Text segment –
Start

United States Army general

U.S. Army Lieutenant General Alan R. Lynn was the Director, Defense Information Systems Agency at Fort Meade, MD.

== Education ==

Lieutenant General Lynn graduated from the California University of Pennsylvania, California, PA, earning a bachelor's degree in English. He also holds a master's degree in National Resource Management from the Industrial College of the Armed Forces (ICAF). Cyber Security, Senior Executives in Government, John F. Kennedy School of Government, Harvard University. His other military education includes the Air Defense Artillery Basic and Advanced Courses, the Signal Officer Advanced Course, the United States Air Force Information Systems Officer's Course where he became a Network Engineer, the Command and General Staff College and the Defense Language Institute for Italian.

== Military career ==

Lieutenant General Lynn commissioned into the United States Army as an Air Defense Artillery Officer. His first assignment was with the 1-51st Air Defense Artillery Battalion, 7th Infantry Division, Ft. Ord, CA, where he served as a Chaparral and Stinger Platoon Leader, Air Defense Fire Support Officer, and C Company Executive Officer. Following the Air Defense Artillery Advance Course, he attended the Defense Language Institute to learn Italian. In 1984, he commanded the 1-34th United States Army Artillery Detachment, a Nike Hercules missile special weapons warhead team, in Ceggia, Italy.

Lieutenant General Lynn branch transferred to the Signal Corps, and served as the Training Officer for the 5th Signal Command in Worms, Germany. In 1986, he took command of the 324th Signal Company, 72d Signal Battalion, Karlsruhe, Germany, in support of the US Army Europe (USAREUR) Main Command Post.

End

Given task 1 – Rewrite each of the data entries below in full, requests included. Add -34 to every number in the answer coordinates and leave the requests and their format samples unchanged.
Given task 2 – Extend the biography of Alan R. Lynn, picking up after its final sentence.

[Data entries]
Start

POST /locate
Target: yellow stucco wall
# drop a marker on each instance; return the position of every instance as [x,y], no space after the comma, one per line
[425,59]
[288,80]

End

Exercise result 1 –
POST /locate
Target: yellow stucco wall
# drop a marker on each instance; return the position of every instance as [x,y], no space after the comma, one per line
[391,25]
[254,46]

Exercise result 2 –
Following his second company level command, Lieutenant General Lynn attended the Signal Officer Advance Course at Ft. Gordon, GA, and the Air Force Information Systems Officer's Course at Keesler Air Force Base, MS where he was awarded a new Military Occupational Specialty (MOS) of 25E, Network Engineer. He was then assigned as the Division Radio Officer for the 101st Airborne Division. In 1990, he served as the Brigade Signal Officer for the 1st Infantry Brigade, 101st Airborne Division, during operations Desert Shield and Desert Storm.

In June 1992, he graduated from the Command and General Staff College at Fort Leavenworth, KS, and returned to Europe where he served as the S-3 (Network Design, Management, and Operations) for the 97th Signal Battalion in Mannheim, Germany. Following his time as the Battalion S3, he was selected to command the newly formed 414th Signal Company as a Field Grade Officer, supporting Land Forces Central Europe (LANDCENT).

From June 1994 to April 1997, Lieutenant General Lynn served as the Signal Branch Lieutenant Colonel's Assignment Officer and the Lieutenant Colonel Command Program Manager in PERSCOM (now Human Resources Command). While serving at PERSCOM, he helped digitize the command's manual slating process.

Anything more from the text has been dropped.